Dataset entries
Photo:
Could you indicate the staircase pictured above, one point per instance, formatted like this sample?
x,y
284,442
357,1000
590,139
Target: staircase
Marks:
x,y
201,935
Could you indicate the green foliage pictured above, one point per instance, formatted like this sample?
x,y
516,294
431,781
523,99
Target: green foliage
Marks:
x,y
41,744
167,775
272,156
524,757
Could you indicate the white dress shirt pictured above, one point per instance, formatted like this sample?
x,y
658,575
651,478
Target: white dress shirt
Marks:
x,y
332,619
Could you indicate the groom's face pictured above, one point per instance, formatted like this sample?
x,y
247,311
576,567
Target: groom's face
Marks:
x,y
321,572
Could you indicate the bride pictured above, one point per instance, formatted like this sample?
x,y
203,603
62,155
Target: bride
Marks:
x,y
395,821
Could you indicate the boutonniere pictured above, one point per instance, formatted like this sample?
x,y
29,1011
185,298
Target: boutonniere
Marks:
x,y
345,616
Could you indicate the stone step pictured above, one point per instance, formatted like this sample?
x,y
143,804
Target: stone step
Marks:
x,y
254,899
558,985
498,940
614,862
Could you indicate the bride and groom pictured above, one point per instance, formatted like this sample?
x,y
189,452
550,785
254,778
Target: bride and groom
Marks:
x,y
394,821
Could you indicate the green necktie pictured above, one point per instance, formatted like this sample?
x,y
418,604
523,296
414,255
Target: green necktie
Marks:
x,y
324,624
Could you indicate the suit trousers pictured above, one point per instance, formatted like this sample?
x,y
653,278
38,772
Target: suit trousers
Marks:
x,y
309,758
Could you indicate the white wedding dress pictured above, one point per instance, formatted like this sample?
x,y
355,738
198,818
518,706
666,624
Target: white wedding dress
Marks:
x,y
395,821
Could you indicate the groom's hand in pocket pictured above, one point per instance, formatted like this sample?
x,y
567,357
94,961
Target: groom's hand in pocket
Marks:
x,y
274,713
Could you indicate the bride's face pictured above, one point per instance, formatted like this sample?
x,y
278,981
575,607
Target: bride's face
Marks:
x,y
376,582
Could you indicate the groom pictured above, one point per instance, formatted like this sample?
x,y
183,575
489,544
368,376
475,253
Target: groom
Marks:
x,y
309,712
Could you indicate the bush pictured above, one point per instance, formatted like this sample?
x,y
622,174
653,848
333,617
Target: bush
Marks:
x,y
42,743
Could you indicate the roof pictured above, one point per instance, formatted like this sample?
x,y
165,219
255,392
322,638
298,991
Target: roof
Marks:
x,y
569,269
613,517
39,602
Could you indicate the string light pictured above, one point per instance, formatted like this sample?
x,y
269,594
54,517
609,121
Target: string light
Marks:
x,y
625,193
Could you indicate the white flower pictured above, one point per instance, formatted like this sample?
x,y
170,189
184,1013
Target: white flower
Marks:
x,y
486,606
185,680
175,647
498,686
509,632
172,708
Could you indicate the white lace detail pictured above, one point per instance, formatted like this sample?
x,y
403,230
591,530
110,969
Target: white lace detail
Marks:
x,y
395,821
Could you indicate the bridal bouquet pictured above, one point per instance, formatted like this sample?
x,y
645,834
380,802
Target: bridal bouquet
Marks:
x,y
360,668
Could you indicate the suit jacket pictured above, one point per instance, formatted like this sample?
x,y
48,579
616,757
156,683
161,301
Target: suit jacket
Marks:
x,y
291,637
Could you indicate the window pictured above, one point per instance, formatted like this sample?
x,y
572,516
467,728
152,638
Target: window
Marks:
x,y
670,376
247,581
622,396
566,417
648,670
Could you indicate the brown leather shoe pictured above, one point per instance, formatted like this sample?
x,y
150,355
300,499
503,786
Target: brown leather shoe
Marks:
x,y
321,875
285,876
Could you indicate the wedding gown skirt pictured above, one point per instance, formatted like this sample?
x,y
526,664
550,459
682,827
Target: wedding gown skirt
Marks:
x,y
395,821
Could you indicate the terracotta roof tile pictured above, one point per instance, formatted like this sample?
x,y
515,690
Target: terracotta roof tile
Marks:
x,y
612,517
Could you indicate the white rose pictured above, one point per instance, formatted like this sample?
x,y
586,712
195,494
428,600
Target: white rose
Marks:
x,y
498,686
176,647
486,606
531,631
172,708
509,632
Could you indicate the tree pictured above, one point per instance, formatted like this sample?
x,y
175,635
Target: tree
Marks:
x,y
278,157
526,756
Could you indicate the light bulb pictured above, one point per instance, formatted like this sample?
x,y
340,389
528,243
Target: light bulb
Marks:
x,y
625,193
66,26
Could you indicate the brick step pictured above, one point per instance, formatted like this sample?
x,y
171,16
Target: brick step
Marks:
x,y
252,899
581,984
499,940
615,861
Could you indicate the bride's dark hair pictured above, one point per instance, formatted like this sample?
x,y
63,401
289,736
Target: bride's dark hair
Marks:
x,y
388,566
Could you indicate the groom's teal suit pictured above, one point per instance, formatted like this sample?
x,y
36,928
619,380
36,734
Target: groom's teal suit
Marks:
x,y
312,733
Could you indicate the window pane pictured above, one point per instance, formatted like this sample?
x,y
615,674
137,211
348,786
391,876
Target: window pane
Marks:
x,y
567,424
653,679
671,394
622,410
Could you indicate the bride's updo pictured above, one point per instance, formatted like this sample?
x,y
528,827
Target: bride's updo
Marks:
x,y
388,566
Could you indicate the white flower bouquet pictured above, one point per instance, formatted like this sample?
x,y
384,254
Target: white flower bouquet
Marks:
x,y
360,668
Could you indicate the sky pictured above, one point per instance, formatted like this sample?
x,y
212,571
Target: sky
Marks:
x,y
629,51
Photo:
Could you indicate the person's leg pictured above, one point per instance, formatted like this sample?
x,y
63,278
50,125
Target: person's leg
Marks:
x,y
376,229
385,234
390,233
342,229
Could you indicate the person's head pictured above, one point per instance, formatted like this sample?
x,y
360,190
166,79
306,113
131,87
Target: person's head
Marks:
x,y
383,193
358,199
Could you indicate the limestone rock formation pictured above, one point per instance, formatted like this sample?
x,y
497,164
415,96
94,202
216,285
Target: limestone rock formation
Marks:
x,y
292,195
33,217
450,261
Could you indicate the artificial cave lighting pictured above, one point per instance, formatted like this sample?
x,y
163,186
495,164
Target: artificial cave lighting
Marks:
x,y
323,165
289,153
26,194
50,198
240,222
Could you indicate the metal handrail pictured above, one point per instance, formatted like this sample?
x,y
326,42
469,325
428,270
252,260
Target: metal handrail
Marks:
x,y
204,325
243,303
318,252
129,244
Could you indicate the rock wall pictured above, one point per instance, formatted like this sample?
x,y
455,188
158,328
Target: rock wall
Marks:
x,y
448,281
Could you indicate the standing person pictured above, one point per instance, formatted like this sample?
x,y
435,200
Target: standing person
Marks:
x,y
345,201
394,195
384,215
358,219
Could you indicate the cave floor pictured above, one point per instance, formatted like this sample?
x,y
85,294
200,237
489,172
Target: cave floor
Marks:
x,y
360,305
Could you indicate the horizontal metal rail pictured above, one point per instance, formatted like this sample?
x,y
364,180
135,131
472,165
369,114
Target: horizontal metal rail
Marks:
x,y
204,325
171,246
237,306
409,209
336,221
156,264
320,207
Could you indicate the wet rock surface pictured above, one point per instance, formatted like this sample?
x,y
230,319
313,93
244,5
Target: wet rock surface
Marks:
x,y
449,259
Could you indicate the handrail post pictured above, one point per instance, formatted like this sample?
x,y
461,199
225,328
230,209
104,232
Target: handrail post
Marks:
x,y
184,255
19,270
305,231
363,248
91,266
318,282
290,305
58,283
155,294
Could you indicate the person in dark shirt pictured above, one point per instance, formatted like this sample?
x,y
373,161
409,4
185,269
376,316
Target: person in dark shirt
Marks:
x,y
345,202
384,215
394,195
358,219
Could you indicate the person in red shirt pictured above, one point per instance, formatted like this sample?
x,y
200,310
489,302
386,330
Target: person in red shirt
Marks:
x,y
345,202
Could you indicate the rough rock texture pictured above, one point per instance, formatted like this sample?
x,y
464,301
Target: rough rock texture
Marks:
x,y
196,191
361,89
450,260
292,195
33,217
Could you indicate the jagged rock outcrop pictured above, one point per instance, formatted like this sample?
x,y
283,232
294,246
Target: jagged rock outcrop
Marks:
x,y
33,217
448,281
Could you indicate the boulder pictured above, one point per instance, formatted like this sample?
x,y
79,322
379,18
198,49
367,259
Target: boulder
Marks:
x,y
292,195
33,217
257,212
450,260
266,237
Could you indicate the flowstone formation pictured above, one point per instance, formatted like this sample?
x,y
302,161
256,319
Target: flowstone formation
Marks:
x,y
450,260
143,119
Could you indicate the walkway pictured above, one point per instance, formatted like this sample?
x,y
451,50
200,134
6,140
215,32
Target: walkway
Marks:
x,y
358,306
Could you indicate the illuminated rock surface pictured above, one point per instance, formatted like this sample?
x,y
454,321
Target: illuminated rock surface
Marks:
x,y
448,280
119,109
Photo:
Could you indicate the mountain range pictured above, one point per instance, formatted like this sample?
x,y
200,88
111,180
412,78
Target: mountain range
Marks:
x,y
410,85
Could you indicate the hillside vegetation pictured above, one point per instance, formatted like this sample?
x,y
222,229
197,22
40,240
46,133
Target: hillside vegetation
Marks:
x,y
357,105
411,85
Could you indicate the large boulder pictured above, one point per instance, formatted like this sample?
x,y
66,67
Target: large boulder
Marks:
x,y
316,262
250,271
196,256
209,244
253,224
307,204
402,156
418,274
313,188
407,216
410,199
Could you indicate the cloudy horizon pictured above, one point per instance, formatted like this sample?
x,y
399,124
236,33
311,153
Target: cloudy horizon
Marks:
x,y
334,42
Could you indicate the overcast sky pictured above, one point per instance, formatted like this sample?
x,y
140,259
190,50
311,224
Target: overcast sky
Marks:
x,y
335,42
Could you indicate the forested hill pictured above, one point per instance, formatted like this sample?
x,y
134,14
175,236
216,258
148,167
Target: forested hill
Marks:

Task details
Count the lines above in which the string "green" occurs. Give that number and nothing else.

Written response
4